** Selected excerpt follows **

Budgeting by Continuing Resolution Continues, Congress Earns its Dismal Approval Ratings

September 27th, 2008

Posted by: admin

Both NPR and Congressional Quarterly are reporting that amidst all of the financial bailout negotiations, Congress today did clear a Continuing Resolution (CR) to fund the government until early March 2009.  This marks the third consecutive fiscal year (which starts October 1) in which the Congress has failed to pass even a majority of its appropriations bills before the start of that fiscal year.  This is just one reason why their approval rating is lower than the President’s.

This professional incompetence is both not surprising and a bad sign for any programs depending on consistent funding – whether that funding is constant or promised with a constant rate of growth.  I think research communities need to seriously consider finding alternative sources of funding.  Independent of the twin fiscal drains of war and bailouts (the auto industry got $25 billion today), federal funding can no longer be counted on, even at the more meager levels.  The biomedical community completely failed to manage its wealth of riches when the NIH budget was doubled, and they have too many students and too many researchers landing hard.  I am concerned that all research communities in this country will be neither ready nor able to handle a decrease in resources.  We’ve just been on the gravy train too long to see it crashing into the painted hole in the rock.

I’m afraid I can’t describe this in stark enough terms for people to act accordingly.  If you thought science and technology were ignored before, get ready for fiscal apathy.  If you think the expected crunch of the mid-90s following the Cold War was successfully avoided, consider the possibility that it was only delayed 15 years.  To borrow climate science language – adaptation strategies are needed now that mitigation appears to be unsuccessful.

** End of Selected excerpt **

Work task 1: Please transcribe part of the budgeting post, beginning at the words "Posted by: admin" and stopping after "than the President’s.".
Work task 2: According to the budgeting post, until when does the Continuing Resolution fund the government?
Work task 3: Render this sentence from the budgeting post in Spanish: "If you thought science and technology were ignored before, get ready for fiscal apathy."

** Stored data follows **

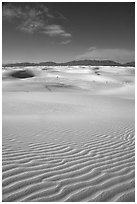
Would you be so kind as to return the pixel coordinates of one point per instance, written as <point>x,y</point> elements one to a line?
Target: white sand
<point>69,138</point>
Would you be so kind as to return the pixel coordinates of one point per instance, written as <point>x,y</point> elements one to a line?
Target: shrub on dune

** End of Stored data **
** Stored data follows **

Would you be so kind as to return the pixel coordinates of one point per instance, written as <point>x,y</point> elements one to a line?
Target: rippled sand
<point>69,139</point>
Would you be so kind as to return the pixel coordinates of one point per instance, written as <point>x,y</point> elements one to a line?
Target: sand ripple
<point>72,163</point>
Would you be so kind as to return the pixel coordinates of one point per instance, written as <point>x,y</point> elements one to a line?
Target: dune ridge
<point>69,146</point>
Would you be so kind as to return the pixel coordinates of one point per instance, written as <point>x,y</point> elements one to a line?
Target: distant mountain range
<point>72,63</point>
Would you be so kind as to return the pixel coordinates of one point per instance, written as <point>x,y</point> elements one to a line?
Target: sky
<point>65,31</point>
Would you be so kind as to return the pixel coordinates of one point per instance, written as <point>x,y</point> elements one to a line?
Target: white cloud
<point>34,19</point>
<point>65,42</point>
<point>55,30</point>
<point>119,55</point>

** End of Stored data **
** Stored data follows **

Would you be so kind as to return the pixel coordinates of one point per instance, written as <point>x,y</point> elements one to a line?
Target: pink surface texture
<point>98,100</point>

** End of Stored data **

Answer section 1:
Posted by: admin

Both NPR and Congressional Quarterly are reporting that amidst all of the financial bailout negotiations, Congress today did clear a Continuing Resolution (CR) to fund the government until early March 2009.  This marks the third consecutive fiscal year (which starts October 1) in which the Congress has failed to pass even a majority of its appropriations bills before the start of that fiscal year.  This is just one reason why their approval rating is lower than the President’s.

Answer section 2: Until early March 2009.

Answer section 3: Si creías que la ciencia y la tecnología eran ignoradas antes, prepárate para la apatía fiscal.